*** Opening Recorded data ***
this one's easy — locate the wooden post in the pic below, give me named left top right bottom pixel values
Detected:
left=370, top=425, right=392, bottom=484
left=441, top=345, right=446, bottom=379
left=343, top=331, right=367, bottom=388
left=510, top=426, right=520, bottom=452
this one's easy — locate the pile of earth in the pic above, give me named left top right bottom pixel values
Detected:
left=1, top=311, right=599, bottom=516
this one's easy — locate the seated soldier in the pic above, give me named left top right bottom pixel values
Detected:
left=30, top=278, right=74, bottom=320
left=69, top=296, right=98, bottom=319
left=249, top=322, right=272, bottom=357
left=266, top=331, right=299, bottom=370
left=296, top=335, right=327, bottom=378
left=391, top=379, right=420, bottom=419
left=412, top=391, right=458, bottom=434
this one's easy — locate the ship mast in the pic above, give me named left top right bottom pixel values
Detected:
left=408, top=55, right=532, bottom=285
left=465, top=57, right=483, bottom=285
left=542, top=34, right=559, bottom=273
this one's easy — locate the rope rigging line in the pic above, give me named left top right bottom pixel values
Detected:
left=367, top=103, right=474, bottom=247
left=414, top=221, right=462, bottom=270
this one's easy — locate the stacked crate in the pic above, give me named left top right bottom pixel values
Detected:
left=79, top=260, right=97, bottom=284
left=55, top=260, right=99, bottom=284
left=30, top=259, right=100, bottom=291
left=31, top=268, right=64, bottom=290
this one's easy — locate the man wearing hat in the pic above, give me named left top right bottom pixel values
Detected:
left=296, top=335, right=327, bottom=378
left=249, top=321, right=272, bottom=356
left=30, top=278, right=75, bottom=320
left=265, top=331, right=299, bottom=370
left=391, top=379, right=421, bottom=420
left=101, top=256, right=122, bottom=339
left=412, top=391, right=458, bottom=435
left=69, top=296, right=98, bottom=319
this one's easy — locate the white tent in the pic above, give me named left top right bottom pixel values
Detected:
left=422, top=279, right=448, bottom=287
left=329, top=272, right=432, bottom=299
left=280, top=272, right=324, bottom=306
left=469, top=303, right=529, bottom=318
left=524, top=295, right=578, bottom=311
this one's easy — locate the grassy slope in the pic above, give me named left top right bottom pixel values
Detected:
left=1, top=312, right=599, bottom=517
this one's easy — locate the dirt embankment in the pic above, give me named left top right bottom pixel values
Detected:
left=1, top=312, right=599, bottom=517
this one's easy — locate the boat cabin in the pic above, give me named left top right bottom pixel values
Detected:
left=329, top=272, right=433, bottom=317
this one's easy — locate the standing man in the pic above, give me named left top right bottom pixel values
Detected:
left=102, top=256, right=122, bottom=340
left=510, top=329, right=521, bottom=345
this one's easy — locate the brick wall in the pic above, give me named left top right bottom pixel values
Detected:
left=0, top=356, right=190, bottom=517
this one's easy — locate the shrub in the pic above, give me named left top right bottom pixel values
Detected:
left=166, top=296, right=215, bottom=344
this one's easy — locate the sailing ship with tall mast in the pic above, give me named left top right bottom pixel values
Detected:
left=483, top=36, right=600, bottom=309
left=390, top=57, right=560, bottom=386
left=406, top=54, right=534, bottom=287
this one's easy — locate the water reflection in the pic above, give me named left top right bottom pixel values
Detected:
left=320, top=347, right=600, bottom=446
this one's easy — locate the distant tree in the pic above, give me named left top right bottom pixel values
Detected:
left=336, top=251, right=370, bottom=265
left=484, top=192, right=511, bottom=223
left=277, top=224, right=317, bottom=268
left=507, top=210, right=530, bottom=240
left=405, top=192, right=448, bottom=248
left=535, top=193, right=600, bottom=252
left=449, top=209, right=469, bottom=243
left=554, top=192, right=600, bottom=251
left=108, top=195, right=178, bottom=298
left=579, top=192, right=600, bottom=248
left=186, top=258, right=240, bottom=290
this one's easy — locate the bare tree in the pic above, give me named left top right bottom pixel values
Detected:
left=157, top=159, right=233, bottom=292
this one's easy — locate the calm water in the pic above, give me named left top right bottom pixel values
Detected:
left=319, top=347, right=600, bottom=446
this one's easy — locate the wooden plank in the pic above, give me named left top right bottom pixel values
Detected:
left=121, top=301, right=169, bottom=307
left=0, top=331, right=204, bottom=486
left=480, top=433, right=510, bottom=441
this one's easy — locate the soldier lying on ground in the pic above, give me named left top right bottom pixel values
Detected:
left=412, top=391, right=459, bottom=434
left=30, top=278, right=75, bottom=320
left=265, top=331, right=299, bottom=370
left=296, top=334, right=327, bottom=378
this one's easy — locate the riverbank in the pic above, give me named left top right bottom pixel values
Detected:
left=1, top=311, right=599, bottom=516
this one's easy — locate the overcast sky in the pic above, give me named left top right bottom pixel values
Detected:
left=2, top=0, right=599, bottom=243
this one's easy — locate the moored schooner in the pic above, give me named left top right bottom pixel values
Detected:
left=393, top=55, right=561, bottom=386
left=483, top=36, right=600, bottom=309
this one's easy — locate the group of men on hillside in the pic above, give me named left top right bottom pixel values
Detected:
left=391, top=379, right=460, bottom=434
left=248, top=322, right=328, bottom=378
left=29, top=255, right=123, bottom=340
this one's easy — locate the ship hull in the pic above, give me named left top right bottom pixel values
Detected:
*** Closing Recorded data ***
Everything in the listing must be reproduced exactly; please include every line.

# [Written reply]
this one's easy — locate the wooden post in the pic below, give me named left top right bottom pixel values
Detected:
left=370, top=425, right=392, bottom=484
left=441, top=345, right=446, bottom=379
left=343, top=331, right=367, bottom=388
left=510, top=426, right=520, bottom=452
this one's easy — locate the pile of earth in the pic above, give me named left top right bottom pixel values
Detected:
left=1, top=311, right=599, bottom=516
this one's easy — locate the seated soldier in the pic above, give me named left top right bottom pixel values
Detected:
left=30, top=278, right=74, bottom=320
left=69, top=296, right=98, bottom=319
left=249, top=322, right=272, bottom=357
left=266, top=331, right=299, bottom=370
left=296, top=335, right=327, bottom=378
left=391, top=379, right=420, bottom=419
left=412, top=391, right=458, bottom=434
this one's easy — locate the ship mast in the pic above, give me named left top right bottom pixel values
Detected:
left=408, top=55, right=532, bottom=285
left=465, top=57, right=483, bottom=285
left=542, top=34, right=559, bottom=273
this one's easy — locate the rope rigging line in the pic above, give me named left top right bottom pixel values
Detected:
left=367, top=103, right=474, bottom=247
left=414, top=221, right=462, bottom=270
this one's easy — locate the stacked crate in the pic above, give me named left top right bottom pixel values
Detected:
left=79, top=260, right=97, bottom=284
left=55, top=260, right=99, bottom=284
left=30, top=259, right=100, bottom=291
left=31, top=268, right=64, bottom=290
this one's easy — locate the man wearing hat in the pic above, give me named left top right bottom pixel values
Detected:
left=296, top=335, right=327, bottom=378
left=249, top=321, right=272, bottom=356
left=30, top=278, right=75, bottom=320
left=265, top=331, right=299, bottom=370
left=391, top=379, right=421, bottom=420
left=101, top=256, right=122, bottom=339
left=412, top=391, right=458, bottom=435
left=69, top=296, right=98, bottom=319
this one's easy — locate the white tent in the pic above, give me named left top right bottom pixel values
Detected:
left=422, top=279, right=448, bottom=287
left=329, top=272, right=432, bottom=299
left=280, top=272, right=324, bottom=306
left=469, top=303, right=529, bottom=318
left=524, top=295, right=578, bottom=311
this one's easy — locate the grassy slope in the pic above, give me named left top right bottom pixel values
Detected:
left=1, top=312, right=599, bottom=517
this one's easy — locate the dirt embankment in the pic above, give me named left top right bottom pixel values
Detected:
left=1, top=312, right=599, bottom=517
this one's easy — locate the boat cabin in the pic above, give me named left top right bottom pixel values
Detected:
left=329, top=272, right=433, bottom=317
this one's easy — locate the standing man in the pic above, give me named left top right bottom pixel values
Detected:
left=102, top=256, right=122, bottom=340
left=510, top=329, right=521, bottom=345
this one's easy — locate the brick wall in the pic above, give me named left top right bottom pixel values
Detected:
left=0, top=356, right=190, bottom=517
this one's easy — locate the shrub in the pic above, give me named left top right bottom pixel values
Detected:
left=166, top=296, right=215, bottom=344
this one's easy — locate the sailing ship with tall mast in the pic above, give me named left top right bottom pixel values
Detected:
left=483, top=36, right=600, bottom=309
left=390, top=57, right=560, bottom=386
left=406, top=54, right=534, bottom=287
this one's easy — locate the water reflection in the pic above, give me named left top right bottom pixel values
Detected:
left=320, top=347, right=600, bottom=446
this one's easy — locate the distant tree in the pic above, give me named left top right bottom pixel values
Detected:
left=336, top=251, right=370, bottom=265
left=484, top=192, right=511, bottom=223
left=277, top=224, right=317, bottom=268
left=507, top=210, right=530, bottom=240
left=405, top=192, right=448, bottom=248
left=535, top=193, right=600, bottom=252
left=449, top=209, right=469, bottom=243
left=554, top=192, right=600, bottom=251
left=108, top=195, right=178, bottom=298
left=579, top=192, right=600, bottom=248
left=186, top=258, right=240, bottom=290
this one's easy — locate the bare tree in the pic above, give me named left top right bottom pixel values
Detected:
left=157, top=159, right=233, bottom=292
this one's easy — locate the calm water in the pic above, give me named left top right bottom pixel values
Detected:
left=319, top=347, right=600, bottom=446
this one's easy — locate the wooden plank in the pic above, give me named left top right bottom pixel values
Detected:
left=121, top=301, right=169, bottom=307
left=0, top=331, right=204, bottom=486
left=480, top=433, right=510, bottom=441
this one's easy — locate the soldier lying on ground in the pic above, give me named left top right bottom pixel values
Detected:
left=412, top=391, right=459, bottom=434
left=30, top=278, right=75, bottom=320
left=265, top=331, right=299, bottom=370
left=296, top=334, right=327, bottom=378
this one's easy — locate the riverbank in the pic above, give me named left top right bottom pixel values
Detected:
left=1, top=311, right=599, bottom=516
this one's easy — locate the overcast sky in the pic above, give me named left top right bottom pixel values
Detected:
left=2, top=0, right=599, bottom=243
this one's easy — locate the moored schooner in the pic above, give me named left top right bottom pixel values
Detected:
left=393, top=55, right=561, bottom=386
left=483, top=36, right=600, bottom=309
this one's easy — locate the group of men on hillside in the pic above, give me named left top right bottom pixel values
Detected:
left=391, top=379, right=460, bottom=434
left=248, top=322, right=328, bottom=378
left=29, top=255, right=123, bottom=340
this one's easy — locate the ship hull in the pic above, give me named left top right bottom pixel values
Detected:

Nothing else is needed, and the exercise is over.